Some records
+ + + + + + +

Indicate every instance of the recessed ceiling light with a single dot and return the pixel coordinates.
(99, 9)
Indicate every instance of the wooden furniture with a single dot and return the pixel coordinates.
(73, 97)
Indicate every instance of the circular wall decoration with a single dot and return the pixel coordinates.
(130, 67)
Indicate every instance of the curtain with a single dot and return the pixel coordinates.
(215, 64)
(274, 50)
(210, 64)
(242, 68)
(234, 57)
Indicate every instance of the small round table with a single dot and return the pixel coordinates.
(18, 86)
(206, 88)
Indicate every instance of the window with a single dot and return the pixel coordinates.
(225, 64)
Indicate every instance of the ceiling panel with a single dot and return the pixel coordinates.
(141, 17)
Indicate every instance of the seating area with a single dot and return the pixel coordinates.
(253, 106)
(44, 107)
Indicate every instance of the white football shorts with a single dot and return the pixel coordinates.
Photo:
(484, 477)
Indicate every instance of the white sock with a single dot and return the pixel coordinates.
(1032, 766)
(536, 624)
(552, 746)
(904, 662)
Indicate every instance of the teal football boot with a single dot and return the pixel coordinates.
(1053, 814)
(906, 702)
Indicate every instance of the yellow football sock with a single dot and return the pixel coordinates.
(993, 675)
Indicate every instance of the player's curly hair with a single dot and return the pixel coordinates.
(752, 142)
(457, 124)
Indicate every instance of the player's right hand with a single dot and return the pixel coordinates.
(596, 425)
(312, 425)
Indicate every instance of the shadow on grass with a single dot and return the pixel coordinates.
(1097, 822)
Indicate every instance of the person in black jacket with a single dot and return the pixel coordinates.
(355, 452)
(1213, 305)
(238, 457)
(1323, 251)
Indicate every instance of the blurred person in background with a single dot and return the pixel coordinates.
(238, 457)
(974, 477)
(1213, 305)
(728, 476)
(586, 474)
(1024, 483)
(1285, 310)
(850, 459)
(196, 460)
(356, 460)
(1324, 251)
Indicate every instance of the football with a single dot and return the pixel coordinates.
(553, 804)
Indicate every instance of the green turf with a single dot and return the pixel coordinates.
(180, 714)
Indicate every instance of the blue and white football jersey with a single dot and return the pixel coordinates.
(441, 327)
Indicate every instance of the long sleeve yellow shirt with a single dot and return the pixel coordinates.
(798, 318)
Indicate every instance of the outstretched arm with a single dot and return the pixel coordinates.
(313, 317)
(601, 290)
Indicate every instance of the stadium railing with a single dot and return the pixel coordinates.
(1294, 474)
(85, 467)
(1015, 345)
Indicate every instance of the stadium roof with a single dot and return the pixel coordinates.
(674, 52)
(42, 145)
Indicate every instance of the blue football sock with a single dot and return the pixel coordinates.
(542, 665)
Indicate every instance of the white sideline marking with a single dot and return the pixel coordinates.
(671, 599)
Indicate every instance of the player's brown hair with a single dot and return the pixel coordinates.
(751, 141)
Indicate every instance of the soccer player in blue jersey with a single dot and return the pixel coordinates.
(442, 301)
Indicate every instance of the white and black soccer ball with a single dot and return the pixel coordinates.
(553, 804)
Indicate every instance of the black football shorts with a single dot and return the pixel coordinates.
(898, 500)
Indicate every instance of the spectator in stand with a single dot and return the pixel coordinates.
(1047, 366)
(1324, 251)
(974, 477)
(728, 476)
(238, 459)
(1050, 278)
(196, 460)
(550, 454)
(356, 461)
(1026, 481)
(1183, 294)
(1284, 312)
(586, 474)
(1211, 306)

+ + + + + + +

### SET TASK
Write the lines out exactly, from the one with "Indicate every instance of the football" down to the last line of the listing, and leave out all others.

### SOLUTION TO THE PROBLEM
Indicate every instance of the football with a single dot and return the pixel coordinates.
(553, 804)
Indicate every instance of the green turf with a single dot and return the pixel coordinates.
(180, 714)
Indicate every instance of the blue and white football jersey with a single dot and return the pixel coordinates.
(441, 327)
Indicate every instance of the long sleeve yellow shirt with a single dot and return the pixel coordinates.
(798, 318)
Indicate every instance of the outstretched arm with a single dot and return the pixel coordinates.
(313, 317)
(601, 290)
Indicate every instance of the stadium railing with a single dot and return the pixel coordinates.
(1294, 474)
(85, 467)
(1015, 345)
Indicate every instance of the stadium roof with a single dot and return the pixel coordinates.
(674, 52)
(42, 145)
Indicate every instance of the blue football sock with a single dot and return the pixel coordinates.
(542, 665)
Indicate every instance of the white sideline marking with a single dot and return the pixel coordinates.
(671, 599)
Indicate every instance of the player's brown hair with a single dot and return the pixel coordinates.
(751, 141)
Indicate every instance of the soccer player in blue jersey with a single dot and return the pixel coordinates.
(442, 301)
Indicate every instance of the white and black soccer ball with a single dot and return the pixel coordinates.
(553, 804)
Indicate every instance of the black football shorts with a single dot and return the pixel coordinates.
(898, 500)
Indicate every instance of the spectator in stand with a single dot and return the pixel coordinates.
(1047, 366)
(1324, 251)
(974, 477)
(728, 476)
(238, 459)
(1050, 278)
(196, 460)
(550, 454)
(356, 461)
(1026, 481)
(1183, 294)
(1284, 312)
(586, 474)
(1211, 306)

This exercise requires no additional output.